Aim of the task –
Please return all of the data exactly as written.

Input –
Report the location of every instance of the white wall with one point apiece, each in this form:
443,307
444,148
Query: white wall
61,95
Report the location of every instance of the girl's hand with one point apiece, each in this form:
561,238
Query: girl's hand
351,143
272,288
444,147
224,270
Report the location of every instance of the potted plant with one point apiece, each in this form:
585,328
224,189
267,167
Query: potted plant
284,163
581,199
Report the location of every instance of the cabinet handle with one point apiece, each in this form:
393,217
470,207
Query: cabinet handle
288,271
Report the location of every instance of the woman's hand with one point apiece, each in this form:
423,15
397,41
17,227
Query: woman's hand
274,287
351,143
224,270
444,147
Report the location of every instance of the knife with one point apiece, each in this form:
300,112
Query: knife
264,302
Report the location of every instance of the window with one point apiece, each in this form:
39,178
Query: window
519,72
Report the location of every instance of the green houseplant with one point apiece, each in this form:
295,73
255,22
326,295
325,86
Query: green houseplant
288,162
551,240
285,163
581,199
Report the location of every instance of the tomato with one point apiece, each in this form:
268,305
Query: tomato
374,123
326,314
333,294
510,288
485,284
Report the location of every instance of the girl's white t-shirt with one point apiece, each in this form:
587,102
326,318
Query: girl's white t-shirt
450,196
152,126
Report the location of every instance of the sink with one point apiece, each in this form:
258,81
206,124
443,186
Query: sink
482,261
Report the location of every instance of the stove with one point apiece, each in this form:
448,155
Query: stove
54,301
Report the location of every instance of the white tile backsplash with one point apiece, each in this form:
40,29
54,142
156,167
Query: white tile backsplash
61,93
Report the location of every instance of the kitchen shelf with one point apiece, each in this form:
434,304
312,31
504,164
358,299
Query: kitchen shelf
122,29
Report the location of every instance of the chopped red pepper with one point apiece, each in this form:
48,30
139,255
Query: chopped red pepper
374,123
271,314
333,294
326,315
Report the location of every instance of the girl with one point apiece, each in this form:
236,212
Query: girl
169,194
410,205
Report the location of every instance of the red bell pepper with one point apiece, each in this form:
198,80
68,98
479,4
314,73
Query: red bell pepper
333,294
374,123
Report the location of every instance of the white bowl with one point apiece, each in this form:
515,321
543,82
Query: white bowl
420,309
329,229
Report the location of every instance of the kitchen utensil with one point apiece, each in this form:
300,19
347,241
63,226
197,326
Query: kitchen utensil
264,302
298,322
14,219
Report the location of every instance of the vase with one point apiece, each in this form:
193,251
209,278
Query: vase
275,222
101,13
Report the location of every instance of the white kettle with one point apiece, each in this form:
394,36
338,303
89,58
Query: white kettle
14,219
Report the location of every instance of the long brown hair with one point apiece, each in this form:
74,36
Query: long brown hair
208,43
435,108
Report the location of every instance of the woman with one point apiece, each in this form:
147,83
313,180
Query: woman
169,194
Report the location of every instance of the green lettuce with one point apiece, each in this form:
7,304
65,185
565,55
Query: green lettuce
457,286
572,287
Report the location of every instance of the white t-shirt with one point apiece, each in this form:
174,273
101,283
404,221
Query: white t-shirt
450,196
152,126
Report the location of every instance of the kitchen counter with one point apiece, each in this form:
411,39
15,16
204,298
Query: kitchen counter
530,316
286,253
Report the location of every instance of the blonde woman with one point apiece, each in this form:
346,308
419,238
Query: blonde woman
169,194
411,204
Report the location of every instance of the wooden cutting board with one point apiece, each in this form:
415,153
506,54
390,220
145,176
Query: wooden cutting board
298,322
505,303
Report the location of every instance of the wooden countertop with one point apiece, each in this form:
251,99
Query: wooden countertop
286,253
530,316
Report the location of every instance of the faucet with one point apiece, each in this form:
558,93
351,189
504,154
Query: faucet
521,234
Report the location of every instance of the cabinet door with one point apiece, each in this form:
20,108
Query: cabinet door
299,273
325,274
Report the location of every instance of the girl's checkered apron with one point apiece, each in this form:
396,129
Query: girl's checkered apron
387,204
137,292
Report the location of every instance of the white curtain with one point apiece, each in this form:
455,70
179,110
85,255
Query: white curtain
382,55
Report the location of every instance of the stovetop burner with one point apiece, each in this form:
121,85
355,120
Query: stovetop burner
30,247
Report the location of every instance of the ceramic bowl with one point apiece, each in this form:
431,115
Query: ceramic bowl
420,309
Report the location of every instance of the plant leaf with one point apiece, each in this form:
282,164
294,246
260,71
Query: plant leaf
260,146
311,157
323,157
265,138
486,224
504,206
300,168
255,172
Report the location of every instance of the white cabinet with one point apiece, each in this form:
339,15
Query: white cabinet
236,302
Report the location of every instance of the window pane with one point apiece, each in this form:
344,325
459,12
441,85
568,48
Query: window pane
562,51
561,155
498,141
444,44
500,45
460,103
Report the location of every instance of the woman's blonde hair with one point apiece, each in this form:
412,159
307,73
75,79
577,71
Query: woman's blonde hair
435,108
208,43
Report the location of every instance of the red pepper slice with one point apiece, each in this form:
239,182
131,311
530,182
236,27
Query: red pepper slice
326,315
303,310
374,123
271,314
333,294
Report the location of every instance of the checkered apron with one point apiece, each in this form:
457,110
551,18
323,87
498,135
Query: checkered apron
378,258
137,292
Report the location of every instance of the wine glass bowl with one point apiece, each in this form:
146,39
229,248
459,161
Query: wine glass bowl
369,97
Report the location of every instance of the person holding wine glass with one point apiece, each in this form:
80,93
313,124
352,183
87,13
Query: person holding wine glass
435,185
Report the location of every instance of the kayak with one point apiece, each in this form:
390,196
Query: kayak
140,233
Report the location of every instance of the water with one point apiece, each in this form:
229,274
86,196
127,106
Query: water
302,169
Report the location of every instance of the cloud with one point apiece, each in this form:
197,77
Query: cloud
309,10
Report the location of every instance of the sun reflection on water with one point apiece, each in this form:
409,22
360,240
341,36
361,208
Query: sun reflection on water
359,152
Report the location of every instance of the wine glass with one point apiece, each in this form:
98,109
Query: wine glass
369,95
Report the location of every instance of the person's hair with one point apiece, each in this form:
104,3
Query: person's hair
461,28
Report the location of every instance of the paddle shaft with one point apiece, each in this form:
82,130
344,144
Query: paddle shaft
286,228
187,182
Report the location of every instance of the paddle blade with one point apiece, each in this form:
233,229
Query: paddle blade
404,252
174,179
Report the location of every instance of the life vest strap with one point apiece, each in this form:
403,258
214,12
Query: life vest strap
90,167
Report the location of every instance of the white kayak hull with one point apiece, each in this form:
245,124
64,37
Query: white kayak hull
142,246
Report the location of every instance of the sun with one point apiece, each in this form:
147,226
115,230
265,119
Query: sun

Solution to this exercise –
Report the location of every instance of the white wall with one point apiece, each in this form:
443,307
444,148
Query: white wall
61,95
Report the location of every instance of the girl's hand with one point apiece, each in this form:
561,238
Query: girl's hand
351,143
272,288
444,147
224,270
Report the location of every instance of the potted plant with one point apiece, each in this form:
585,328
224,189
267,167
Query: potted plant
284,163
581,199
Report the location of every instance of the cabinet handle with one point apiece, each in this form:
393,217
470,207
Query: cabinet handle
288,271
Report the location of every instance of the woman's hand with one point apiece, each in this form:
423,15
397,41
17,227
Query: woman's hand
274,287
351,143
224,270
444,147
Report the location of every instance of the knife with one point apiece, each in this form:
300,112
Query: knife
264,302
Report the location of every instance of the window with one point apiece, each in this form:
39,178
Query: window
519,72
Report the location of every instance of the green houseplant with one point apiece, each in this form:
295,73
255,22
326,295
325,86
Query: green houseplant
288,162
551,240
285,163
581,199
Report the location of every instance of the tomato with one point apiece, each in this form:
268,305
Query: tomato
374,123
326,314
333,294
510,288
485,284
Report the location of every instance of the girl's white t-shirt with one point apiece, each in this form:
587,102
326,318
Query: girl's white t-shirt
450,196
152,126
Report the location of every instance of the sink with one point apiece, each in this form:
258,81
206,124
443,186
Query: sink
482,261
Report the location of every instance of the stove with one point apiece, each in this form:
448,155
Query: stove
54,301
Report the location of every instance of the white tile backsplash with one point apiece, each in this form:
40,29
54,142
156,167
Query: white tile backsplash
61,93
Report the location of every instance of the kitchen shelf with one point apiece, each in this form:
434,304
312,31
504,164
358,299
Query: kitchen shelf
122,29
Report the location of every instance of the chopped red pepper with one point apiece, each in this form:
48,30
139,255
Query: chopped red pepper
374,123
271,314
333,294
326,315
Report the location of every instance of the girl with one point apiece, each in this form:
236,212
Query: girl
169,194
410,205
Report the location of every instance of the red bell pepper with one point apiece, each in this form:
198,80
68,98
479,4
314,73
Query: red bell pepper
333,294
374,123
Report the location of every instance of the white bowl with one point apiece, each in this form:
515,321
543,82
Query: white bowl
420,309
329,229
Report the location of every instance of the kitchen utensil with one point apiece, each in this form:
300,19
347,241
63,226
197,326
Query: kitchen utensil
264,302
298,322
14,219
Report the location of every instance of the vase with one point apiece, each in this form:
193,251
209,278
Query: vase
275,222
101,13
Report the location of every instance of the white kettle with one point apiece, each in this form:
394,36
338,303
89,58
Query: white kettle
14,219
Report the location of every instance of the long brown hair with one point apiece, each in this form:
74,36
Query: long brown hair
208,43
435,108
Report the location of every instance of the woman with one point apiece, each in this form:
147,83
313,180
Query: woman
169,194
Report the location of every instance of the green lettuce with one point apiece, each in this form:
7,304
65,185
565,55
Query: green lettuce
457,286
572,287
Report the location of every instance of the white t-shirt with one point apiece, each in this form:
174,273
101,283
404,221
Query: white t-shirt
450,196
152,126
Report the location of every instance of the kitchen counter with one point apiece, each in this form:
411,39
15,16
204,298
Query: kitchen counter
530,316
286,253
Report the location of every instance of the blonde woman with one point apiece, each in this form:
346,308
419,238
Query: blonde woman
169,194
411,204
Report the location of every instance of the wooden cutting board with one point apiece, each in this form:
415,153
506,54
390,220
145,176
Query: wooden cutting board
298,322
505,303
Report the location of every instance of the wooden countertop with one point apiece, each in this form:
251,99
Query: wooden countertop
286,253
530,316
Report the location of every instance of the faucet with one point apiece, each in this form:
558,93
351,189
504,154
Query: faucet
521,234
Report the location of every instance of the cabinet door with one point apiece, each in this form:
20,108
Query: cabinet door
299,273
325,274
Report the location of every instance of the girl's checkered apron with one point apiece, each in this form:
396,129
Query: girl's checkered apron
387,204
137,292
Report the location of every instance of the white curtain with one point apiece, each in this form:
455,70
179,110
85,255
Query: white curtain
382,55
Report the location of every instance of the stovetop burner with one point apiece, each in this form:
121,85
355,120
Query: stovetop burner
30,247
Report the location of every instance of the ceramic bowl with one point apiece, each in this form:
431,115
Query: ceramic bowl
420,309
Report the location of every instance of the plant leaf with one point apiece, each in this form:
282,164
294,246
260,71
Query: plant leaf
260,146
311,157
323,157
265,138
486,224
504,206
300,168
255,172
Report the location of every instance of the white cabinet with one point apiece, each in this form:
339,15
Query: white cabinet
236,302
Report the location of every instance of the window pane with one point apiece, each in this form:
344,325
459,12
441,85
568,48
Query: window pane
562,51
561,155
498,141
444,44
500,45
460,103
Report the location of every instance of the woman's blonde hair with one point apiece, each in this form:
412,159
307,73
75,79
577,71
Query: woman's blonde hair
435,108
208,43
Report the location of every instance of the red pepper slice with one point apiece, each in this form:
239,182
131,311
530,182
236,27
Query: red pepper slice
326,315
303,310
374,123
271,314
333,294
Report the location of every instance of the checkered apron with one point apiece, each in this form:
457,110
551,18
323,87
498,135
Query: checkered apron
378,258
137,292
Report the location of every instance of the wine glass bowl with one point apiece, each in this form:
146,39
229,248
459,161
Query: wine glass bowl
369,97
Report the location of every instance of the person holding wine glass with one point apiece, each in this form:
80,93
313,124
352,183
87,13
Query: person holding wine glass
435,185
Report the location of every instance of the kayak with one point apiece, each in this form:
390,196
Query: kayak
140,233
Report the location of every instance of the water with one point apiece, each in this form:
229,274
86,196
127,106
Query: water
302,169
Report the location of every instance of the cloud with one point apiece, each in this form:
197,77
Query: cloud
309,10
Report the location of every instance of the sun reflection on water with one point apiece, each in this form:
409,22
360,240
341,36
361,208
Query: sun reflection on water
359,152
Report the location of every instance of the wine glass with one point apiece, each in this form:
98,109
Query: wine glass
369,95
Report the location of every instance of the person's hair with one point apiece, each in this form:
104,3
Query: person's hair
461,28
Report the location of every instance of the paddle shaft with one point apiece, each in this form:
82,130
344,144
Query: paddle shaft
286,228
187,182
Report the location of every instance of the paddle blade with one point apiece, each in this form:
233,229
Query: paddle blade
404,252
174,179
Report the location of every instance of the life vest strap with one point apiece, each in this form:
403,258
214,12
Query: life vest strap
90,167
Report the location of every instance of the white kayak hull with one point apiece, each in this form:
245,124
64,37
Query: white kayak hull
142,246
Report the location of every instance of the sun with one point apiece, each in this form:
147,226
115,230
265,119
Query: sun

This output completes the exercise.